*Written exercise*. State only the number of lines in the items below that contain the string "windshield".

*Record set*.
/---

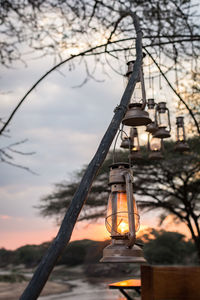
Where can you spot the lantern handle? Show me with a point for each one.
(155, 117)
(143, 89)
(169, 119)
(131, 213)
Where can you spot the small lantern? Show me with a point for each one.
(162, 120)
(151, 127)
(135, 153)
(136, 115)
(181, 144)
(122, 220)
(155, 147)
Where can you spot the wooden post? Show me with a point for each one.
(59, 244)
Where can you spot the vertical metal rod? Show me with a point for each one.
(114, 214)
(131, 212)
(143, 89)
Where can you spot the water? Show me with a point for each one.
(85, 291)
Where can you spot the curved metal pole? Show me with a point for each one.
(59, 244)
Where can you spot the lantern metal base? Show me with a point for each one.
(162, 133)
(181, 146)
(126, 143)
(151, 128)
(135, 155)
(156, 155)
(118, 252)
(136, 116)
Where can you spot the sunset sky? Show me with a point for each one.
(64, 126)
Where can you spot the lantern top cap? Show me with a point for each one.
(179, 120)
(135, 105)
(119, 165)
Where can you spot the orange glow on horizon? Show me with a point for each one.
(94, 231)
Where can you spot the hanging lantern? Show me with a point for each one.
(122, 220)
(136, 115)
(181, 144)
(155, 147)
(162, 120)
(135, 153)
(151, 127)
(126, 143)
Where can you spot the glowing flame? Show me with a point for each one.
(123, 227)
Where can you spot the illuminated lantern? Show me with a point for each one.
(181, 144)
(136, 115)
(151, 127)
(162, 121)
(155, 147)
(122, 220)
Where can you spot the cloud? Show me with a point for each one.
(5, 217)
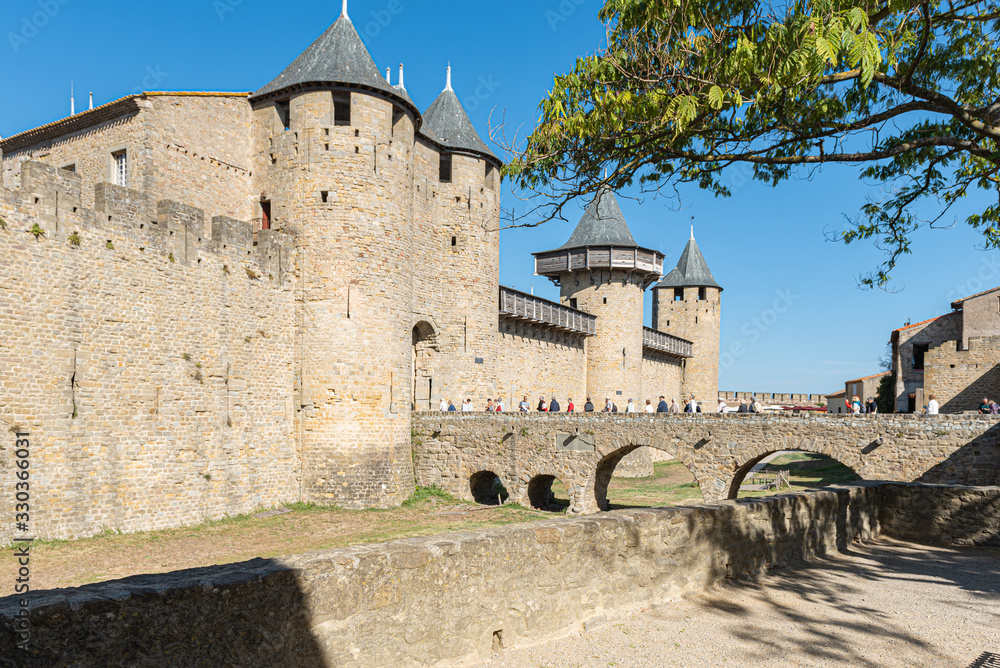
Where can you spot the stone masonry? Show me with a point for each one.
(456, 598)
(583, 451)
(212, 303)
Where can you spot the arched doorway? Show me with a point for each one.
(671, 483)
(546, 492)
(487, 488)
(425, 347)
(789, 470)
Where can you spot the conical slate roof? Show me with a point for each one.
(338, 56)
(603, 224)
(691, 270)
(446, 122)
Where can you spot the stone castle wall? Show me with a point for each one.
(151, 362)
(186, 147)
(699, 321)
(346, 195)
(537, 360)
(458, 598)
(960, 379)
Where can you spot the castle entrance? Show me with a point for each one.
(425, 347)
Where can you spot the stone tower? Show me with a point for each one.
(688, 303)
(333, 146)
(456, 253)
(601, 270)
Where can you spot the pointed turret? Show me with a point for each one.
(602, 239)
(446, 123)
(338, 56)
(691, 271)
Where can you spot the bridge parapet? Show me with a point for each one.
(583, 449)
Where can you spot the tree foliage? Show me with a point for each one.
(910, 89)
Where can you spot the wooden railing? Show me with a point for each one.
(522, 306)
(665, 343)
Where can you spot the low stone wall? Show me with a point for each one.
(455, 598)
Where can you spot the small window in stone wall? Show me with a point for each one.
(120, 168)
(341, 108)
(284, 109)
(444, 168)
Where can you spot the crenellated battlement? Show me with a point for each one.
(127, 220)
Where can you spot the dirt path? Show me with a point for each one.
(890, 604)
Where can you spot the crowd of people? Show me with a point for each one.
(552, 405)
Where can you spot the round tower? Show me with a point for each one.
(602, 270)
(456, 253)
(333, 144)
(687, 303)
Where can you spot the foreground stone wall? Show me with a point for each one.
(151, 365)
(458, 597)
(584, 450)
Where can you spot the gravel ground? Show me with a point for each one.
(884, 604)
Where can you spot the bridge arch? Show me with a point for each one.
(487, 488)
(849, 459)
(597, 489)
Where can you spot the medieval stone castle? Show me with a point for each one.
(215, 302)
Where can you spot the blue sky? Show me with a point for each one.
(765, 245)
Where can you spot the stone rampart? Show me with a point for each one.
(148, 352)
(583, 450)
(455, 598)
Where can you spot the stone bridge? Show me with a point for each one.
(465, 453)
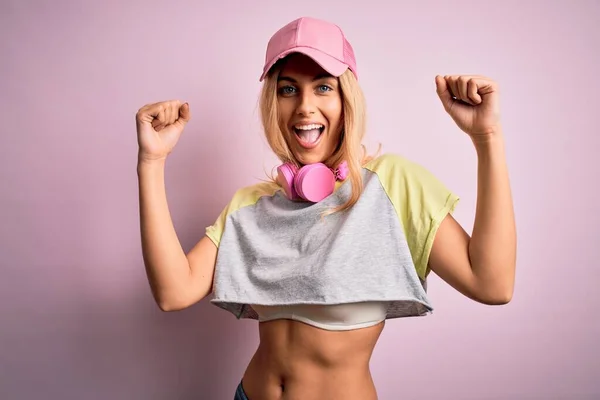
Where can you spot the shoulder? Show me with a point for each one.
(250, 195)
(243, 197)
(394, 169)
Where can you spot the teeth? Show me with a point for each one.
(308, 127)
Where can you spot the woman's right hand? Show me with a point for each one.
(159, 127)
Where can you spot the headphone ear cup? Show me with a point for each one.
(314, 182)
(285, 177)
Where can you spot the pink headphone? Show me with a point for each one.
(312, 182)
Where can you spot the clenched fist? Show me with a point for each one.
(159, 127)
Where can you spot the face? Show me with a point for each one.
(310, 109)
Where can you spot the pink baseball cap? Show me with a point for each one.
(320, 40)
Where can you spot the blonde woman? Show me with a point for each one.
(339, 242)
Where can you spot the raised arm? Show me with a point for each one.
(481, 267)
(177, 280)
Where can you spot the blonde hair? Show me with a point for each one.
(350, 149)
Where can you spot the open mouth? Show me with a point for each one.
(308, 135)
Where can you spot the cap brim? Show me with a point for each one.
(330, 64)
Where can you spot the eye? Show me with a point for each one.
(287, 90)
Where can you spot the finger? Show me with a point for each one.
(160, 118)
(461, 86)
(184, 114)
(451, 81)
(169, 119)
(444, 94)
(157, 125)
(472, 92)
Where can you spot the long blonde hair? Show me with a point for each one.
(350, 149)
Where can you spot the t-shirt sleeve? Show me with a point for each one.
(243, 197)
(421, 201)
(215, 231)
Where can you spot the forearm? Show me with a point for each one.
(166, 264)
(492, 248)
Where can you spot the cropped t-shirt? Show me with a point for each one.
(273, 251)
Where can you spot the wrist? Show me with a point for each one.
(489, 142)
(146, 163)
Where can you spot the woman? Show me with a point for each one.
(339, 242)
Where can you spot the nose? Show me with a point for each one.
(306, 104)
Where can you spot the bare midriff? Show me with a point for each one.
(298, 361)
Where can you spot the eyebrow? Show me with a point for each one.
(316, 78)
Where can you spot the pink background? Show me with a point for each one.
(77, 317)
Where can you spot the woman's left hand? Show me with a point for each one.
(473, 103)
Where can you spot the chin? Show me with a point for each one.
(309, 157)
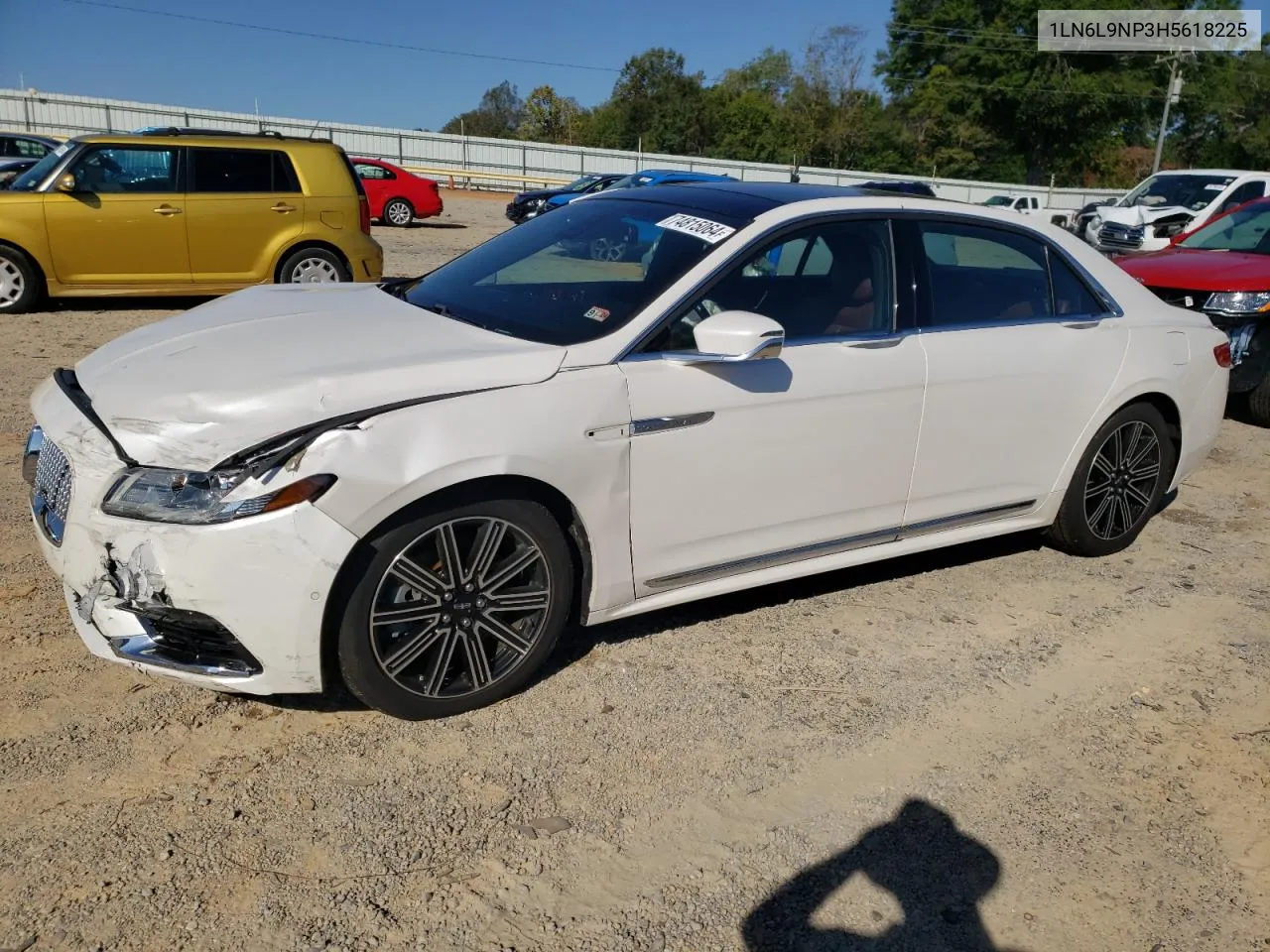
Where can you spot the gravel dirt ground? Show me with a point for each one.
(1014, 749)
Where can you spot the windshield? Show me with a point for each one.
(1193, 191)
(36, 175)
(575, 275)
(1243, 230)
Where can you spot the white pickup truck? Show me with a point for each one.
(1030, 204)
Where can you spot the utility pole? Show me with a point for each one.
(1175, 89)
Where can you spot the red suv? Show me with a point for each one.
(398, 197)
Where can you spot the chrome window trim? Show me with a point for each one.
(838, 546)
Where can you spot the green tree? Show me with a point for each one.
(657, 102)
(549, 117)
(1040, 113)
(498, 116)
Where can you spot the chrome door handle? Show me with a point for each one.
(874, 343)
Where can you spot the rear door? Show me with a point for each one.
(1020, 354)
(243, 207)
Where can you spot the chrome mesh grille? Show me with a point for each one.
(54, 479)
(1115, 235)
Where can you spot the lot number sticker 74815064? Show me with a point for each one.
(708, 231)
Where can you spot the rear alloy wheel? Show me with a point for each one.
(313, 266)
(607, 249)
(398, 212)
(457, 610)
(1118, 484)
(19, 282)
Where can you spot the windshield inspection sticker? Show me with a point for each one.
(708, 231)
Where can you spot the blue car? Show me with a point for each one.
(649, 177)
(640, 235)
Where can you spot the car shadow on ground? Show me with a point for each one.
(937, 874)
(89, 304)
(579, 642)
(425, 223)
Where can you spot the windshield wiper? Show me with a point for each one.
(398, 286)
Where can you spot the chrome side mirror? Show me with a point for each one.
(733, 336)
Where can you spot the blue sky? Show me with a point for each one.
(62, 46)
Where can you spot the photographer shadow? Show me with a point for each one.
(937, 874)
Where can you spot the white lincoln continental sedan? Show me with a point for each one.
(414, 488)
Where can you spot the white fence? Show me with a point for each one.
(493, 163)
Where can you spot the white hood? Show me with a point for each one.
(1143, 213)
(194, 389)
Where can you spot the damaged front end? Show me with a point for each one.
(171, 638)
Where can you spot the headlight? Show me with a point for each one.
(199, 498)
(1170, 230)
(1239, 302)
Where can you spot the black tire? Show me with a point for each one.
(21, 284)
(318, 263)
(1259, 403)
(398, 212)
(453, 615)
(1106, 504)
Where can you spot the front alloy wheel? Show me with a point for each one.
(457, 610)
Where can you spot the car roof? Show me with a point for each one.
(747, 199)
(1206, 172)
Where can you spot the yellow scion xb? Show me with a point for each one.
(182, 212)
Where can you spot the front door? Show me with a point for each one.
(751, 465)
(244, 207)
(125, 223)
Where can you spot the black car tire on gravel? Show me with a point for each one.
(398, 213)
(1118, 484)
(21, 282)
(1259, 403)
(498, 622)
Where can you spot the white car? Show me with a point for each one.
(416, 488)
(1169, 203)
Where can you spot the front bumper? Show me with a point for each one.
(258, 584)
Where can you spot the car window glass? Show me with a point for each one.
(576, 273)
(31, 149)
(1243, 193)
(828, 281)
(978, 275)
(1071, 295)
(136, 169)
(253, 171)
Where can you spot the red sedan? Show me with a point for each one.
(398, 197)
(1223, 270)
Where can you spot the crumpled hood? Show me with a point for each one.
(194, 389)
(1143, 213)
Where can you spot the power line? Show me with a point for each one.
(308, 35)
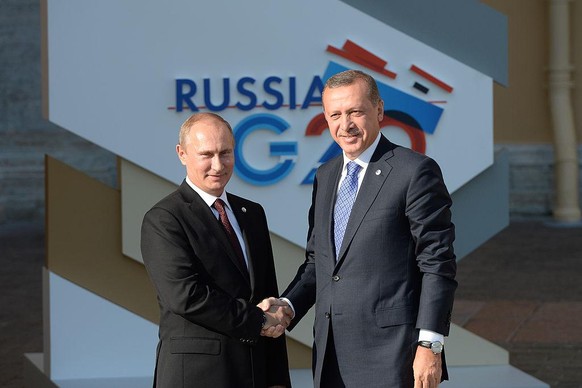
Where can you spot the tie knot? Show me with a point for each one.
(219, 205)
(352, 168)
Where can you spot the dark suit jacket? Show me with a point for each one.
(395, 271)
(209, 323)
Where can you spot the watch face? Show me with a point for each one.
(436, 347)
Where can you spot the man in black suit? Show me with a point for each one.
(381, 273)
(209, 256)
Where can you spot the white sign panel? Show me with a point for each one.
(126, 74)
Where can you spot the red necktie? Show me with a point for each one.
(219, 206)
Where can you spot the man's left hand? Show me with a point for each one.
(427, 368)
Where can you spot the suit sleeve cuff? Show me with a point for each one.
(290, 305)
(431, 336)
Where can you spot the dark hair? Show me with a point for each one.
(196, 117)
(348, 77)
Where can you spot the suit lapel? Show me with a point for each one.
(211, 223)
(376, 175)
(240, 212)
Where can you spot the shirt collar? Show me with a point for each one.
(364, 159)
(209, 199)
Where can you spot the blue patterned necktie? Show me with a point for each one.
(346, 197)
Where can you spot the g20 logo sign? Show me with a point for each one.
(413, 115)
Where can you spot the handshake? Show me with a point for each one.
(278, 314)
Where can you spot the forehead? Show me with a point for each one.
(340, 96)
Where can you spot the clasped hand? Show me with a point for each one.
(278, 314)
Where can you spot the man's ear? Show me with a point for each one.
(181, 154)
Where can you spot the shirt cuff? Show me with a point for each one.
(431, 336)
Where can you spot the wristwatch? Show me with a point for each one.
(436, 346)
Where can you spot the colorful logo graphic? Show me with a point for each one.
(415, 116)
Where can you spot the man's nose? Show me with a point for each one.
(345, 123)
(216, 163)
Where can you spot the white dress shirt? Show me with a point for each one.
(209, 199)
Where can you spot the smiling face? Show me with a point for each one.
(353, 119)
(207, 151)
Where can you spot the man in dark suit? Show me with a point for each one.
(209, 256)
(381, 273)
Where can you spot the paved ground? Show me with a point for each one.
(521, 290)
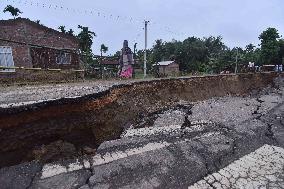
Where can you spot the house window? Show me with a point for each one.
(6, 59)
(63, 58)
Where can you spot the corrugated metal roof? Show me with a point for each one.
(165, 63)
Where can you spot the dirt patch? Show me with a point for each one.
(92, 119)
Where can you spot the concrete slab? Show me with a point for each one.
(260, 169)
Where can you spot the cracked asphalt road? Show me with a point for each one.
(231, 142)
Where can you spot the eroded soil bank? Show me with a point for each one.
(71, 127)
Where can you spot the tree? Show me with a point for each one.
(70, 32)
(85, 38)
(269, 46)
(12, 10)
(281, 50)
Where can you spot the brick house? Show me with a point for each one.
(168, 68)
(24, 43)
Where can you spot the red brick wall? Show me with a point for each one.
(25, 31)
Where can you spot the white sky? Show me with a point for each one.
(239, 22)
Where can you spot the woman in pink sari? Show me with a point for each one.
(126, 61)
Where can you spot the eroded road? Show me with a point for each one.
(229, 142)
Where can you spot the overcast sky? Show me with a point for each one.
(239, 22)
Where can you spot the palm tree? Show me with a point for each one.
(62, 29)
(14, 11)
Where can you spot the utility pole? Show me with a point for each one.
(236, 68)
(145, 53)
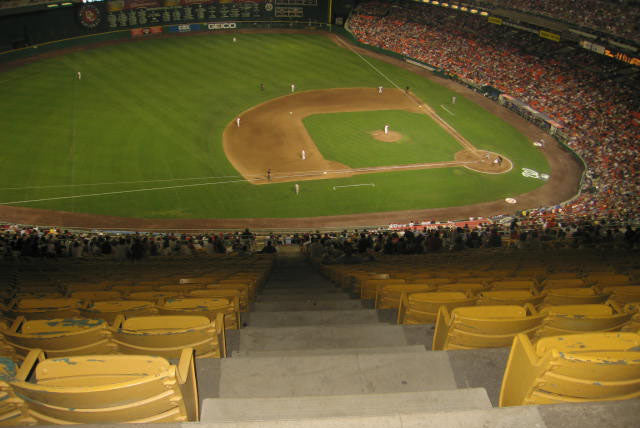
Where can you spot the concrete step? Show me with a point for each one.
(323, 337)
(306, 305)
(304, 318)
(294, 376)
(311, 407)
(341, 351)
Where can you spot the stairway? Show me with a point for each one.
(309, 351)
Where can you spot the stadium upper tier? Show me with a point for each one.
(593, 97)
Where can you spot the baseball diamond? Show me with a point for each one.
(167, 151)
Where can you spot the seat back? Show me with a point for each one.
(60, 337)
(483, 326)
(109, 389)
(109, 310)
(509, 297)
(571, 319)
(573, 368)
(422, 308)
(167, 335)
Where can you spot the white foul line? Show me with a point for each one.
(355, 185)
(447, 110)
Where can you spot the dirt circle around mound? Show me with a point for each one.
(390, 137)
(484, 161)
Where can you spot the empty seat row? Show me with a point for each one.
(99, 389)
(208, 303)
(470, 327)
(164, 336)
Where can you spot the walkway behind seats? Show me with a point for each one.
(311, 355)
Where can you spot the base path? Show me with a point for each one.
(272, 136)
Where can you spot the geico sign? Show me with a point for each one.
(221, 26)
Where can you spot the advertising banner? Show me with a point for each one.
(145, 31)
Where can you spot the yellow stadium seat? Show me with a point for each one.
(634, 323)
(483, 326)
(607, 279)
(573, 368)
(60, 337)
(422, 308)
(368, 287)
(574, 296)
(624, 294)
(46, 308)
(167, 335)
(474, 287)
(96, 296)
(126, 289)
(388, 296)
(230, 318)
(109, 389)
(572, 319)
(109, 310)
(509, 297)
(549, 284)
(152, 295)
(243, 289)
(13, 410)
(515, 284)
(205, 306)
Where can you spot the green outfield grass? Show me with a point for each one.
(346, 138)
(140, 134)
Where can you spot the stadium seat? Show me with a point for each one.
(634, 323)
(623, 294)
(514, 284)
(549, 284)
(483, 326)
(572, 319)
(152, 295)
(473, 287)
(573, 368)
(167, 335)
(574, 296)
(96, 296)
(230, 294)
(388, 296)
(60, 337)
(422, 308)
(510, 297)
(108, 389)
(45, 308)
(109, 310)
(13, 410)
(204, 306)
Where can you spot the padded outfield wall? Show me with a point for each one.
(27, 27)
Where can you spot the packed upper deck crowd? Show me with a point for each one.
(575, 87)
(609, 16)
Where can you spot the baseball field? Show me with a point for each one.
(150, 131)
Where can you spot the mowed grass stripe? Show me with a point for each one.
(155, 109)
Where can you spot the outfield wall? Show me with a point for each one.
(26, 28)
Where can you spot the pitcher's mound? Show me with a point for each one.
(391, 137)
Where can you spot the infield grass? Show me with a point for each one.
(140, 134)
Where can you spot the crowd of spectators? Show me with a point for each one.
(609, 16)
(579, 89)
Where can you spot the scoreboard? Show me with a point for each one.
(133, 13)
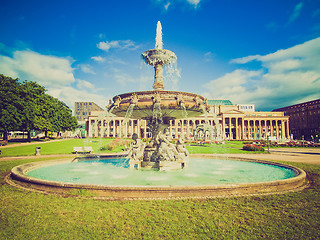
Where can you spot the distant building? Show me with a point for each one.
(84, 109)
(304, 119)
(224, 121)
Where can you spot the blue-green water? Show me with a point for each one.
(199, 172)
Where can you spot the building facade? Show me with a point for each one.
(223, 121)
(304, 120)
(82, 110)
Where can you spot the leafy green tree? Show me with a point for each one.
(25, 106)
(11, 105)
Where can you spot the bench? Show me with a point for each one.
(82, 150)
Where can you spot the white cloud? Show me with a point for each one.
(54, 73)
(120, 44)
(166, 4)
(82, 84)
(288, 76)
(166, 7)
(44, 69)
(98, 59)
(208, 57)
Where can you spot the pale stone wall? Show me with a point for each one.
(232, 124)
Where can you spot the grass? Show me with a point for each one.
(28, 215)
(58, 147)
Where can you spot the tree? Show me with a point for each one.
(31, 93)
(25, 106)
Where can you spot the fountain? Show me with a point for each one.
(158, 107)
(112, 176)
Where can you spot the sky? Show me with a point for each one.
(264, 52)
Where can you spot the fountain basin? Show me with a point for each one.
(174, 104)
(172, 189)
(159, 56)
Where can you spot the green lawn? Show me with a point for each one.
(57, 147)
(66, 147)
(28, 215)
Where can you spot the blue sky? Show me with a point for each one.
(262, 52)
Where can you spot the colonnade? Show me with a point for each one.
(229, 127)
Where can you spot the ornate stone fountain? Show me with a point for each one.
(158, 107)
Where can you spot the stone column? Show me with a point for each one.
(282, 130)
(96, 133)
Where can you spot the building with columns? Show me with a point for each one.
(223, 121)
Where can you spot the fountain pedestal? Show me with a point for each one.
(158, 107)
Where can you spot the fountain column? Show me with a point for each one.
(158, 82)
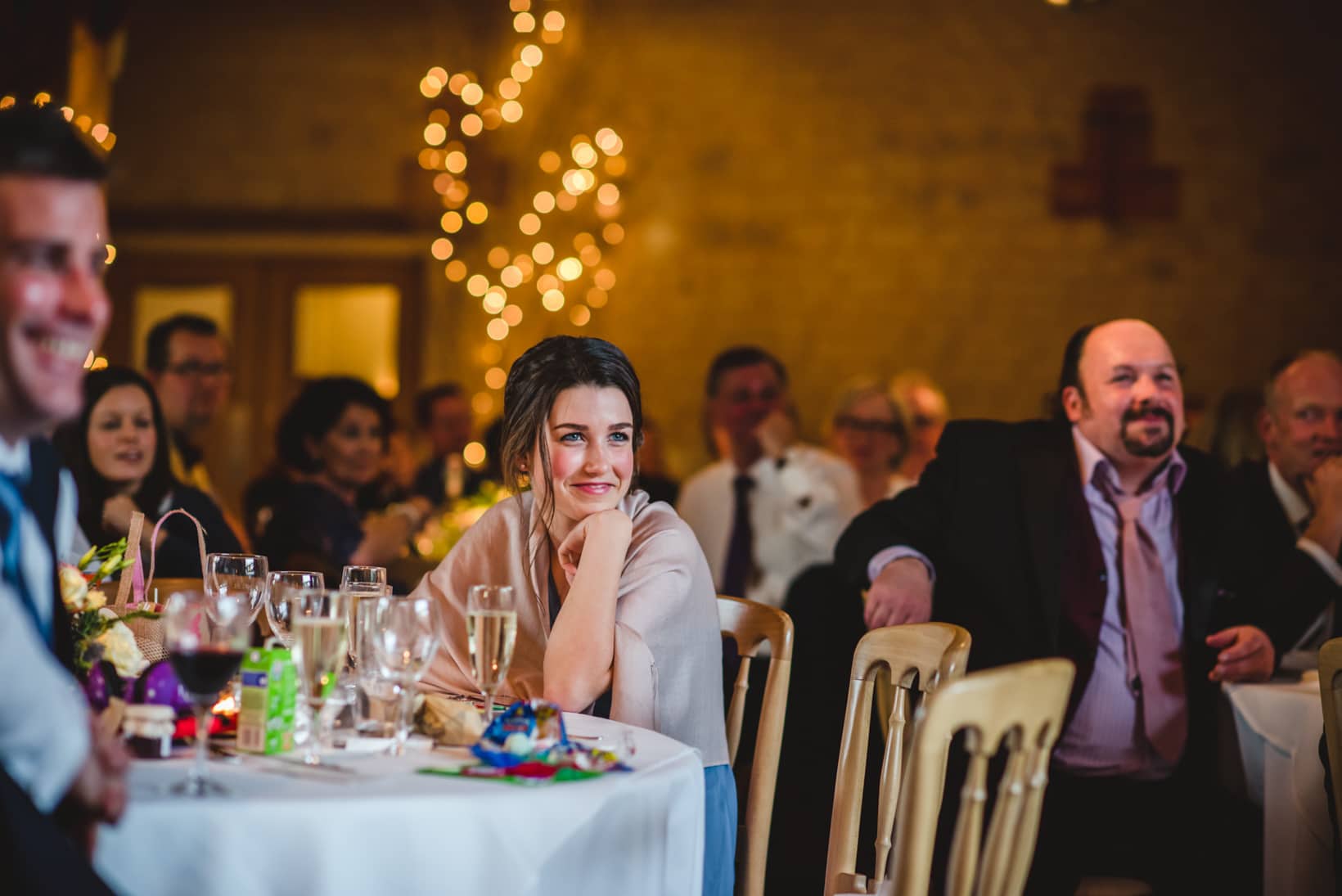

\---

*Correct response*. 3